### Excerpted data
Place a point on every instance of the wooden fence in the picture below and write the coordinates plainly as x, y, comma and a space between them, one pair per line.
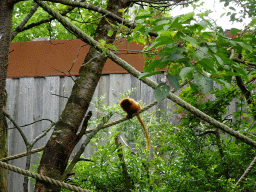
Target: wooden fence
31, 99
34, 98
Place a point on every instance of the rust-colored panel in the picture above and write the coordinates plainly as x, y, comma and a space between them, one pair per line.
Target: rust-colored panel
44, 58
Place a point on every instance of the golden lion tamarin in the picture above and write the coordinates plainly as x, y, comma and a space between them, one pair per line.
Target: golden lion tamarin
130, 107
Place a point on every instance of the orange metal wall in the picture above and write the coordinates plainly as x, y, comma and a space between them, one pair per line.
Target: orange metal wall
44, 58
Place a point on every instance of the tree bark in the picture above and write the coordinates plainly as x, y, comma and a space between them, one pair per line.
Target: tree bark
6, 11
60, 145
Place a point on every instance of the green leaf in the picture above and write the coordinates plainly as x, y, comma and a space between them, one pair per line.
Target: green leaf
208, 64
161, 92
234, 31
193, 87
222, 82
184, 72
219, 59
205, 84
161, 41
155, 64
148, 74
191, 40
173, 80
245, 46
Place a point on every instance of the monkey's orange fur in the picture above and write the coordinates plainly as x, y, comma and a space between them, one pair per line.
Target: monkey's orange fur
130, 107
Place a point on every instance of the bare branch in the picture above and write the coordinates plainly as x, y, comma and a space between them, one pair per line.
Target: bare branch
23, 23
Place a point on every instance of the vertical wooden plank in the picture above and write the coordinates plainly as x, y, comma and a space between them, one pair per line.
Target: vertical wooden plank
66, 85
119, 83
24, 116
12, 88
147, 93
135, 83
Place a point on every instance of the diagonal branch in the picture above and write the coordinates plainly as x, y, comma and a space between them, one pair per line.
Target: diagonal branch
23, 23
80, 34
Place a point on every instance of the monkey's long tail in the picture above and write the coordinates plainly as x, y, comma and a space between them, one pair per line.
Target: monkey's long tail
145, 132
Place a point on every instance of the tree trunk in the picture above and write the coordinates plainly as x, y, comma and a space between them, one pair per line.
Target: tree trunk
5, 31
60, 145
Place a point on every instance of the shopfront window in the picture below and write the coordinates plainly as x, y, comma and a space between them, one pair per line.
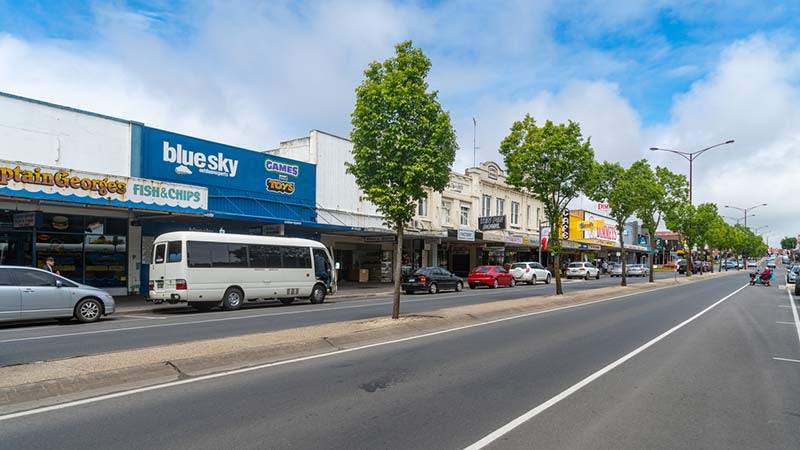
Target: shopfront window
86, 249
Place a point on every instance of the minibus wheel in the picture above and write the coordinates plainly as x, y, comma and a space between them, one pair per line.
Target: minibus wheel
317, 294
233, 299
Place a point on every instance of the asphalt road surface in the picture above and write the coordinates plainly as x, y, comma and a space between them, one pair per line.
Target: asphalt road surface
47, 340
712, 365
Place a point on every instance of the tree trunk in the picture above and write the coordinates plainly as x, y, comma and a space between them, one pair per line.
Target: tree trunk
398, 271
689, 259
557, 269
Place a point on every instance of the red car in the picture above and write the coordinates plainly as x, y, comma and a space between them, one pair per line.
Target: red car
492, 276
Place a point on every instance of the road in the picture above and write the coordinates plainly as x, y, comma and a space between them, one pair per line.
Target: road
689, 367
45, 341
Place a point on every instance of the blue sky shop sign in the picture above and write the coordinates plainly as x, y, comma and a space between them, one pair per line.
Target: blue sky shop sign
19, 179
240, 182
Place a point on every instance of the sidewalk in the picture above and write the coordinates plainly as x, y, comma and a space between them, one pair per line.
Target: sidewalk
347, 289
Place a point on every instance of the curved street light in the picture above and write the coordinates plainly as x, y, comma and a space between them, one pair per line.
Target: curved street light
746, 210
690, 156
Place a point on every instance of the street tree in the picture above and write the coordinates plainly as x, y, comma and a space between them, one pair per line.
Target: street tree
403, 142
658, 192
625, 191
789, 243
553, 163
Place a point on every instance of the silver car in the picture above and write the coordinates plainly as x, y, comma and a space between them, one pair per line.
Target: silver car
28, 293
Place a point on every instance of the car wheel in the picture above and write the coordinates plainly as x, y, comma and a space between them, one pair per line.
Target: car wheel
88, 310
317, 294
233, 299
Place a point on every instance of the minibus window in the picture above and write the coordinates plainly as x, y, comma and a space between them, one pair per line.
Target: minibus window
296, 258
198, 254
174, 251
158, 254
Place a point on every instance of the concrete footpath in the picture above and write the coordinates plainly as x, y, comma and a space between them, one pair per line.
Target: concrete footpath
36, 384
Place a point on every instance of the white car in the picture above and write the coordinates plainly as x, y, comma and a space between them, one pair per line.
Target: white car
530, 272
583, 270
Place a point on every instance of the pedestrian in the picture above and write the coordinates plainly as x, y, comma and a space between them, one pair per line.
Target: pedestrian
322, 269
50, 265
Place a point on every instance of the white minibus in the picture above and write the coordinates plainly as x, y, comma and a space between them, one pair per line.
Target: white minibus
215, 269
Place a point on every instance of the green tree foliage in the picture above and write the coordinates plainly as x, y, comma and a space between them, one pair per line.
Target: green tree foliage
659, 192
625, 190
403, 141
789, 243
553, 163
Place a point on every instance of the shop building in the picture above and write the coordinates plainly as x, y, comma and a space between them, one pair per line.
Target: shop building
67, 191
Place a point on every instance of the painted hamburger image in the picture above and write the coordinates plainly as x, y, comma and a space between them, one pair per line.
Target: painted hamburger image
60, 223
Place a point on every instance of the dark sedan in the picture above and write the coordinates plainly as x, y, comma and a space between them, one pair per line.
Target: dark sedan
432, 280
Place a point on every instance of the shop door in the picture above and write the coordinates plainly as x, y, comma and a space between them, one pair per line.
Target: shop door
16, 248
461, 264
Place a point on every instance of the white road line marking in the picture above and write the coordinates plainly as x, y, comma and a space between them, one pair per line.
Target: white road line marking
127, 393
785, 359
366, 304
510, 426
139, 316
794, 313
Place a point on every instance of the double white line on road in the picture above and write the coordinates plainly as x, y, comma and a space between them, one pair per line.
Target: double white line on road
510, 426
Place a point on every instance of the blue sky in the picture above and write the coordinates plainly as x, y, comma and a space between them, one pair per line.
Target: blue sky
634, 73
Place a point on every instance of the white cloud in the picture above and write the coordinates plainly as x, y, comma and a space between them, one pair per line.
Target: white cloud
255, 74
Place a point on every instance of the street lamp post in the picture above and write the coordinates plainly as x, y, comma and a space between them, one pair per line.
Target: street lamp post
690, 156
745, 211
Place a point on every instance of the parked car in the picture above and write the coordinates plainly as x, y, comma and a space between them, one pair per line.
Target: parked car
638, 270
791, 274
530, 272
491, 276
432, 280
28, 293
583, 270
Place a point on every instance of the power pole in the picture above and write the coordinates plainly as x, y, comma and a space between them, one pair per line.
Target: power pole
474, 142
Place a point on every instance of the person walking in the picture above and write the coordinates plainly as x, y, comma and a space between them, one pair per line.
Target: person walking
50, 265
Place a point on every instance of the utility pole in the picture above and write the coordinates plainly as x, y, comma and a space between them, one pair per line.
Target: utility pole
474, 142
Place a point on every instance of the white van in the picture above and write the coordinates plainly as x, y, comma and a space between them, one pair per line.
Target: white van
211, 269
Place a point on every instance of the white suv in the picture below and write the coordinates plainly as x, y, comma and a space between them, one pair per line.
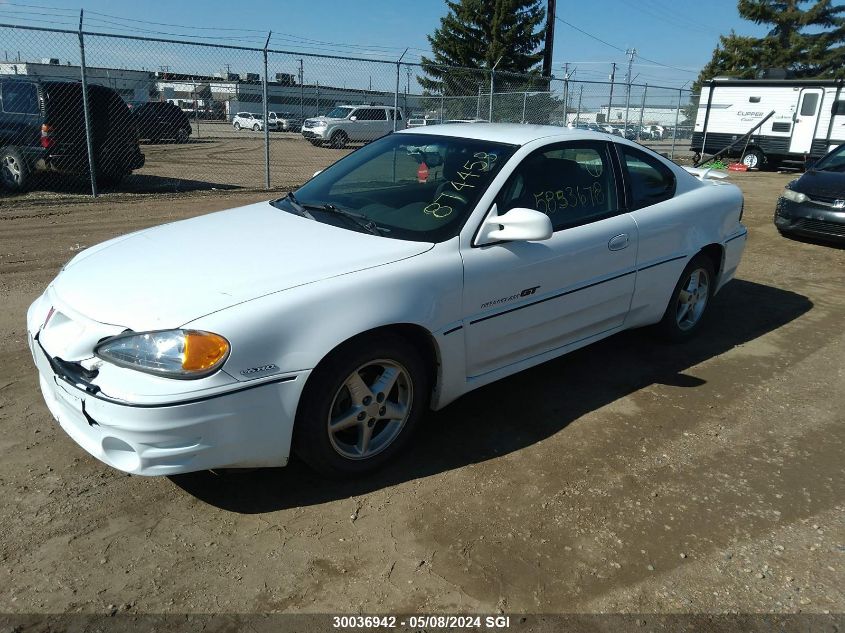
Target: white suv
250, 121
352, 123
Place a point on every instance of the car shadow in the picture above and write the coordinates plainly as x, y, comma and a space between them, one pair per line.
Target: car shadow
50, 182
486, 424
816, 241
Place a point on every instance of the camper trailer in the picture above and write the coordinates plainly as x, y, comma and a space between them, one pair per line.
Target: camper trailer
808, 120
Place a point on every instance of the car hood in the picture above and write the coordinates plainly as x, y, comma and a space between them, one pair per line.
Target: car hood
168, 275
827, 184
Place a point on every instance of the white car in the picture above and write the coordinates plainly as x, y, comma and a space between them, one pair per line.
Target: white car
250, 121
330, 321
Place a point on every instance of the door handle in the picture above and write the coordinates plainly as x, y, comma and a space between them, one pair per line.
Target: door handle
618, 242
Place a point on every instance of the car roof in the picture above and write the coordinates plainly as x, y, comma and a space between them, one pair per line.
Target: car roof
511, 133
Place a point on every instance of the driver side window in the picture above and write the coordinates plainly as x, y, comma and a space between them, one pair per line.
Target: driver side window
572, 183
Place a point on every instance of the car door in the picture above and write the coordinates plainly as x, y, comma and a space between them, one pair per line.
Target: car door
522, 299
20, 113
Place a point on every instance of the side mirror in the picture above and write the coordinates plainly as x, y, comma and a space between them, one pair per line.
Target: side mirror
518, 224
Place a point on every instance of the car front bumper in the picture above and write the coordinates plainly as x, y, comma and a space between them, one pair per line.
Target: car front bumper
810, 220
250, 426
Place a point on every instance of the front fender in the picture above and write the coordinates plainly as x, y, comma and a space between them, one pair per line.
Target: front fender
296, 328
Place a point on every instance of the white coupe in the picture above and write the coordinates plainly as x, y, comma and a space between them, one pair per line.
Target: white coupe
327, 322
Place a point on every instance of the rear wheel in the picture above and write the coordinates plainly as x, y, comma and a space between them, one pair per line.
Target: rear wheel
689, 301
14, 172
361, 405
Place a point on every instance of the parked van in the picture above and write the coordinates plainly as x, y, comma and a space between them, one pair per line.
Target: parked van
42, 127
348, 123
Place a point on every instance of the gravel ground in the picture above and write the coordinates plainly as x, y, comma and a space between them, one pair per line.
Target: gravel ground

### Problem to work on
Each line carrying the string "gravel" should be copied out from the entries.

### Response box
Place a point on every instance of the gravel ground in the picture above and write the coordinates plainly as x, y, comma and a space between them, one pair per line.
Target: gravel ground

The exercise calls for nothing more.